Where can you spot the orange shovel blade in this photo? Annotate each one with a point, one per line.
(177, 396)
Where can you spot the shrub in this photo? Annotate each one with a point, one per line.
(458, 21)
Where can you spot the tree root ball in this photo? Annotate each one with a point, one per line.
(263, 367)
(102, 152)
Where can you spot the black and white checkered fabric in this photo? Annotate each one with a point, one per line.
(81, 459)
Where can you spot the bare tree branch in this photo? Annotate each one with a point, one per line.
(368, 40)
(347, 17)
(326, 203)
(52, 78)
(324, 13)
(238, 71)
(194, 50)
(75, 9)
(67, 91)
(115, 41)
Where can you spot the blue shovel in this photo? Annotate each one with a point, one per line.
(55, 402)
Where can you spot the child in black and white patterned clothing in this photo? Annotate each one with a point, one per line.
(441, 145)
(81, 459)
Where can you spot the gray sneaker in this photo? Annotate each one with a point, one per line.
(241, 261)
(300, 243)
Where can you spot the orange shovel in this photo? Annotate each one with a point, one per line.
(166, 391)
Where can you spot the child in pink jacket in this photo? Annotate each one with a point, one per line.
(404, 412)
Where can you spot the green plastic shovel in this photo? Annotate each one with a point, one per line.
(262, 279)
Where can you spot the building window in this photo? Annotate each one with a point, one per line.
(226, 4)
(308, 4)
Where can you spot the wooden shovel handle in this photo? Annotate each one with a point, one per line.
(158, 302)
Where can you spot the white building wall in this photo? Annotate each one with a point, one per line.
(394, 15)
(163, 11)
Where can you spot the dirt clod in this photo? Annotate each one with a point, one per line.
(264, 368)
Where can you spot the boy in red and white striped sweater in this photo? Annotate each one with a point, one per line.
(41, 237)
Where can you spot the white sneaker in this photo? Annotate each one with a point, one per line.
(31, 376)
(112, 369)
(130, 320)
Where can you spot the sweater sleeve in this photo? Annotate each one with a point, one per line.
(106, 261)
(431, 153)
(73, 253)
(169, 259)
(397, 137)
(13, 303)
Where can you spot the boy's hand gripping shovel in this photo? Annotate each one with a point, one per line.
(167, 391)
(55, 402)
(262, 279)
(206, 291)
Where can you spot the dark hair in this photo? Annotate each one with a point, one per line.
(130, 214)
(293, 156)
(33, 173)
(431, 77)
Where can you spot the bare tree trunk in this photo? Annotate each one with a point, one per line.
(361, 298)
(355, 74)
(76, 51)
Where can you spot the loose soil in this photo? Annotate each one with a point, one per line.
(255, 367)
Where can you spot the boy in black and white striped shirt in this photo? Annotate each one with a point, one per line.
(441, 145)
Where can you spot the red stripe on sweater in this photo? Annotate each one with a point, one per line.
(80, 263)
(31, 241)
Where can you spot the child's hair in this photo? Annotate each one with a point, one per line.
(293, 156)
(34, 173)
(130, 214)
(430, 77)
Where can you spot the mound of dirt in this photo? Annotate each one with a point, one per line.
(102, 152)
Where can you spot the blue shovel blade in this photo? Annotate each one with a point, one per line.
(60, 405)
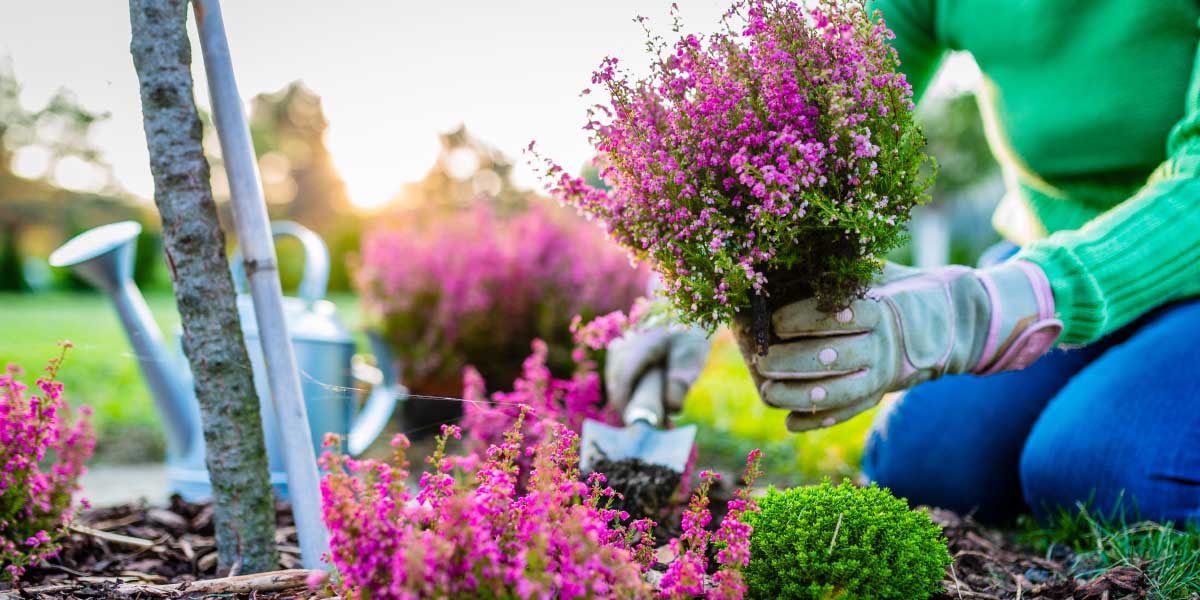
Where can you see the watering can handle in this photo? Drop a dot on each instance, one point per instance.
(381, 403)
(315, 280)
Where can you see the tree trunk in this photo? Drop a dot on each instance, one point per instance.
(204, 293)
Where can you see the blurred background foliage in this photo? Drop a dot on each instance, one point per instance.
(47, 157)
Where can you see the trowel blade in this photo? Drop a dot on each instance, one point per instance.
(666, 448)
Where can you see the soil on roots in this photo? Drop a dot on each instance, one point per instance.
(646, 490)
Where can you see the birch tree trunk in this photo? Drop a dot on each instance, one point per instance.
(204, 293)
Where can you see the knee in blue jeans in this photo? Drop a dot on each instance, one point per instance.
(1061, 474)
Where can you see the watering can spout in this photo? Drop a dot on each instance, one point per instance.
(105, 258)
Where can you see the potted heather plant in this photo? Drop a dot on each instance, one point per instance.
(474, 287)
(769, 162)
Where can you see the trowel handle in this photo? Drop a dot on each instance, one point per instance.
(646, 405)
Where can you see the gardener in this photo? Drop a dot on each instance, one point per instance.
(1095, 114)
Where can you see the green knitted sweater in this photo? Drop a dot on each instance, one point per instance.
(1093, 109)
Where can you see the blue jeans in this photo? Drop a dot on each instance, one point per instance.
(1113, 424)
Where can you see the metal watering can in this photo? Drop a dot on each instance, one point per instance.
(323, 348)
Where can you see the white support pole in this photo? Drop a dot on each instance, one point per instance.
(258, 252)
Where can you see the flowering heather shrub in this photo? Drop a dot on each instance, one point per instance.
(772, 161)
(479, 537)
(569, 402)
(684, 577)
(552, 402)
(843, 541)
(42, 456)
(473, 533)
(474, 287)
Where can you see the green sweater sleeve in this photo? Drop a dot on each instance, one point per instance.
(913, 22)
(1137, 256)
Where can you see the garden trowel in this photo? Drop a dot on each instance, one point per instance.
(642, 436)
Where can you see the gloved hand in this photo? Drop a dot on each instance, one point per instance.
(913, 327)
(681, 351)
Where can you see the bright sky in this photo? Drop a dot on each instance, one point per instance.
(391, 75)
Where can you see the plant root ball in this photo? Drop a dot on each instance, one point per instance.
(647, 489)
(843, 541)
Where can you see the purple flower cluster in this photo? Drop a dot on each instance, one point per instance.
(775, 157)
(475, 287)
(474, 532)
(552, 403)
(684, 577)
(42, 456)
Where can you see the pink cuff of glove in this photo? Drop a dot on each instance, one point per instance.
(1032, 340)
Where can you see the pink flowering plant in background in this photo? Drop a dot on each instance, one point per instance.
(771, 161)
(549, 399)
(42, 454)
(477, 286)
(472, 531)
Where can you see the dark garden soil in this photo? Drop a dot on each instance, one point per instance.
(646, 490)
(138, 552)
(989, 564)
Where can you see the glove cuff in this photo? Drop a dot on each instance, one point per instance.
(1032, 335)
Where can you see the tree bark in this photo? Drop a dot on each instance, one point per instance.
(196, 256)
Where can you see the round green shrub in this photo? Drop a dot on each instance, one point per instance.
(843, 543)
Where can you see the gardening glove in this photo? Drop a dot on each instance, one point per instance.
(913, 327)
(679, 349)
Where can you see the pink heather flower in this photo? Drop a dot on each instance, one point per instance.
(474, 533)
(42, 456)
(751, 161)
(475, 287)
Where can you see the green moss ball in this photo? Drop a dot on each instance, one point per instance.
(843, 543)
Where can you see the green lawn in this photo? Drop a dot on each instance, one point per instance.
(101, 369)
(732, 421)
(102, 372)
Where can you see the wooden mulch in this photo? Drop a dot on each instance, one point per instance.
(136, 551)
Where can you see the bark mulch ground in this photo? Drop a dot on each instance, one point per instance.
(143, 552)
(139, 551)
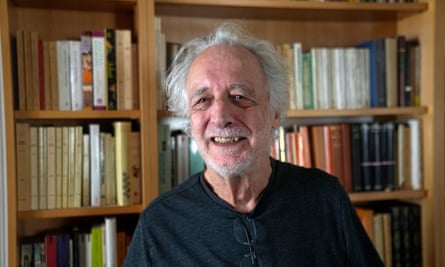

········

## PROBLEM DETAILS
In the reply, each line of the data must appear exactly as written, and no picture may appear.

## TASK RESULT
Where can you spot the orange shovel blade in this photo? Annotate each one with a point, one per line.
(177, 396)
Where can you spot the shrub in this photo? Annotate each one with a point, one per line.
(458, 21)
Where can you spot the tree root ball in this photo? Annotate each one with a point, one per line.
(263, 367)
(102, 152)
Where can you spot the black and white checkered fabric in this photo? Annotate each one with a point, one per line.
(81, 459)
Where can you spot the bare tree branch in this photo? Annotate each one with a point, one per line.
(368, 40)
(347, 17)
(326, 203)
(52, 78)
(324, 13)
(238, 71)
(194, 50)
(75, 9)
(67, 91)
(115, 41)
Where can you spot the blue shovel in this photo? Annotate each one with a point, one per line.
(55, 402)
Where can you spot the child in black and white patterned clothing in this photo? Annotate each one with a point, one per line.
(441, 145)
(81, 459)
Where can you spot the gray sneaker in this photo? Annotate each one with a point, one per line.
(241, 261)
(300, 243)
Where can you spot the orange shovel in this photo? Annotate each one with a point, one per line.
(166, 391)
Where can you spot the child in pink jacket in this photo? Annotate each one with a point, one per line.
(404, 412)
Where can you spot the green plastic shovel in this photo? Annotate each one with a point, one per line.
(262, 279)
Where can you spot the building window in this photo? Annotate each one with a point, one per line.
(226, 4)
(308, 4)
Where can you spot the wooden shovel handle in this photo? Annotate each one with a point, one per line.
(158, 302)
Where can you spot the white building wall in this photo? Annotate each one with a point, one per line.
(394, 15)
(163, 11)
Where can you spot the dirt clod in this photo? Annotate each one with a point, one per line.
(264, 368)
Where can you spot the boy in red and white striped sweater in this photo? Annotate each one with a point, one per line.
(41, 237)
Where can you spot the white sneaker in this photo? Annotate each one with a point, one per line.
(31, 376)
(112, 369)
(130, 320)
Where can you spot the sweater sleeve in this photo? Annotate each one with a point, one per line.
(106, 261)
(431, 153)
(73, 253)
(169, 259)
(397, 137)
(13, 303)
Where can you spot the boy's hand gripping shovel in this photo? Annotate each one with a point, one per line.
(167, 391)
(55, 402)
(262, 279)
(206, 291)
Where can you spot the dark hair in this photo? Annotate each one with a point, one per line.
(130, 214)
(293, 156)
(33, 173)
(431, 77)
Where can you spot the bare tree trunk in this photo? Annotate each one with a point, one per line.
(361, 298)
(355, 74)
(76, 51)
Where can you spot the loose soil in this photo? Annotate each one with a point, one per line.
(255, 367)
Where can you spot the boy in black and white striped shirt in this photo? Annotate each one with a point, one per line.
(441, 145)
Where can you spot the red stripe on sweater in this photo? Annotate each one with a point, one per line.
(80, 263)
(31, 241)
Where can you spot the child's hair in this photo? Annotate each one with a point, one per line.
(293, 156)
(34, 173)
(130, 214)
(430, 77)
Where can you spot the mound of dirt in this photo? Annotate each one with a point, one per line.
(102, 152)
Where can you spot the blue shovel blade in this photo? Annotate each one with a point, one per line.
(60, 405)
Where can you see the watering can handle in this photo? Drop a dot on each instance, one point per instance.
(381, 403)
(315, 280)
Where can you see the tree trunk in this photo? Drop a dot on each instance, one point per instance.
(204, 293)
Where can you see the blurred background foliage in this photo? Drop a dot on each instance, one point per instance.
(47, 157)
Where can you see the trowel blade in this photo? Drop a dot on each instance, one point per instance.
(666, 448)
Where can you see the soil on roots in this photo? Drop a dot on each instance, one point per instance.
(646, 490)
Where can you see the birch tree trunk in this photo? Drop a dot on each instance, one point per instance.
(204, 293)
Where can you see the knee in blue jeans in this photo? Drop a dot on each instance, one point per instance.
(1061, 474)
Where can you see the watering can spout in this photo? Drop a dot on each instance, one point per instance.
(105, 258)
Where can you see the potted heather plant in this photo? Drop a dot on each instance, one point per instance.
(474, 287)
(769, 162)
Where can you see the trowel handle in this photo? Drop a dot on each instance, one point per instance.
(646, 405)
Where can you see the gardener in this photo? Drop a dot on each instance, one point per instance.
(1095, 114)
Where can you see the green knitted sweater in this photo? Drop a dot on each instance, one point per instance.
(1093, 109)
Where can you see the blue jeans in this photo? Drop a dot on each instance, one point per instance.
(1113, 424)
Where can you see the metal watering can in this photo? Drop a dot on each instance, one point per instance.
(323, 348)
Where can you see the white support pole in this photo? Drop a dot on each instance, one point per instance.
(258, 252)
Where can you see the flowering heather shrub in this photo? Drop a dot on each instance, one point per instance.
(772, 161)
(479, 537)
(569, 402)
(684, 577)
(552, 402)
(843, 541)
(42, 456)
(473, 533)
(474, 287)
Where can you see the green sweater sleeve in this photo? Drop a dot on each instance, one point per instance.
(913, 22)
(1137, 256)
Where can you see the garden trowel in this photo? Drop a dot on each instance, one point per instance.
(642, 436)
Where can you see the gloved hand in this photo? Drop a dot on each instance, one point per instance.
(913, 327)
(681, 351)
Where can you see the bright sky in this photo? Drop a dot on each instance, one point per instance.
(391, 75)
Where can you see the plant root ball in this photo? Drop a dot on each instance, one point per instance.
(647, 489)
(843, 541)
Where can you see the purple flower cluster in this photo? Drop a dot on each instance, one point per instance.
(775, 157)
(475, 287)
(474, 532)
(552, 403)
(684, 577)
(42, 456)
Where can you see the pink cuff of glove in this photo? Drop a dot on each instance, one point per instance.
(1032, 340)
Where can you see the pink flowering plant in background in this photo? Drop a dot on each instance, one point per instance.
(771, 161)
(549, 399)
(42, 454)
(477, 286)
(472, 531)
Where can you see the dark garden soil in this photo? Drop a dot on each instance, one point per instance.
(646, 490)
(138, 552)
(989, 564)
Where can you see the glove cuff in this photo? Drop a dot on each instance, one point per instance.
(1032, 335)
Where can you see the tree bark in this photo? Drop a dot on each instance, one point per instance.
(196, 256)
Where can you see the round green shrub in this photo? Drop a dot on each instance, one point per instance.
(843, 543)
Where can you see the gardening glove in this photo? Drop a dot on each instance, one point per instance.
(913, 327)
(679, 349)
Where can you see the pink heather flower in this photo? Drop a dot on each instance, one point per instance.
(474, 533)
(42, 456)
(751, 161)
(475, 287)
Where can you see the green moss ball in this photo? Drop a dot on each instance, one point per instance.
(843, 543)
Where can you see the green lawn in this photo? Drop a dot on each instance, one point per instance.
(101, 369)
(732, 421)
(102, 372)
Where can you see the wooden mulch in this photo? Drop a dot on each instance, one point per instance.
(136, 551)
Where can you see the bark mulch ground in this photo? Drop a dot on each instance, one point per instance.
(143, 552)
(139, 551)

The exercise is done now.